_Work instructions_: Which lines in the rows that follow contain the word "below"? Collect each one and copy it in full.
=== Excerpted data ===
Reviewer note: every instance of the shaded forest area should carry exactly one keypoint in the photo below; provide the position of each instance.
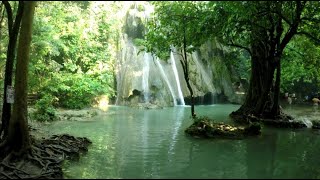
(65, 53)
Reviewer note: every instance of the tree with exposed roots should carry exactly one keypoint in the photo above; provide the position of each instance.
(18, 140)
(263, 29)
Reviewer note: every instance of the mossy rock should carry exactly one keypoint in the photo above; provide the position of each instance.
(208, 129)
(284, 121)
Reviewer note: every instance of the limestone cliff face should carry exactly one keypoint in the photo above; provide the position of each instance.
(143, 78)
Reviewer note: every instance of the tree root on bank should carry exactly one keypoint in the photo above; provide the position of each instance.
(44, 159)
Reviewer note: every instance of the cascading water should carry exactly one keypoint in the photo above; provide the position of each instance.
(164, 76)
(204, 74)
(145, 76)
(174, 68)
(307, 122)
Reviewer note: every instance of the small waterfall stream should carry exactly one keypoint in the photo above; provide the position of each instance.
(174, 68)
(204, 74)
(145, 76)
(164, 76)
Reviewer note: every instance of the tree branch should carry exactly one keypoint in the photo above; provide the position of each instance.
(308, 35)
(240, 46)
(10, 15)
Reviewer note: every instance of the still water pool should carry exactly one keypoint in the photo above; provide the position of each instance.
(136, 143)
===
=== Excerpted data ===
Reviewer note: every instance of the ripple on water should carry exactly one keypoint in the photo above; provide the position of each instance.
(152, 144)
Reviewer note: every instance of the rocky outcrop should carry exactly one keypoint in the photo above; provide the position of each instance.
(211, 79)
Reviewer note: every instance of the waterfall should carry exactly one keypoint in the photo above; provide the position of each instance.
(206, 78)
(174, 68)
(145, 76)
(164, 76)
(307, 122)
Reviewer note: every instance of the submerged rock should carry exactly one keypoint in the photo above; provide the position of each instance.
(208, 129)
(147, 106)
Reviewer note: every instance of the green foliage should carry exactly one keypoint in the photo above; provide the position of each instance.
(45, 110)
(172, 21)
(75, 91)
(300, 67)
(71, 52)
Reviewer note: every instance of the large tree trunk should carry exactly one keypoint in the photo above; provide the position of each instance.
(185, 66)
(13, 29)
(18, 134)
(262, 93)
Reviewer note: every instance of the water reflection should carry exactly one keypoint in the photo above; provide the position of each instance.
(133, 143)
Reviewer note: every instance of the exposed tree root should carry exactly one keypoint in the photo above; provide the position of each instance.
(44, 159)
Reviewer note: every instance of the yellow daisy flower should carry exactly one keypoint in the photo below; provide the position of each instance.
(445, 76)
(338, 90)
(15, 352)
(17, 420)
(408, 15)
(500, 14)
===
=== Excerpted data ===
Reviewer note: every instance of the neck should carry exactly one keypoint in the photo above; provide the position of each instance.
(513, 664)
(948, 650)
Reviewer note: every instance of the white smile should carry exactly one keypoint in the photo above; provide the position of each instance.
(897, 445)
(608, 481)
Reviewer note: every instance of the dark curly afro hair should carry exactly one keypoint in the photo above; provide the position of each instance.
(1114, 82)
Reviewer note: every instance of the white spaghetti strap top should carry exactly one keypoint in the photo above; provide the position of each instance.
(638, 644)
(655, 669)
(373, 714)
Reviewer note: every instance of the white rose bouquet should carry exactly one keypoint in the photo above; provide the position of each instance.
===
_Exercise solution_:
Reviewer note: every instance of the shaded forest area should carry exactly one keypoint in the photo below; provide the position of each instance.
Reviewer note: every instance of the yellow daisy flower should carry exactly one keypoint in the photo below; provide the position of each instance.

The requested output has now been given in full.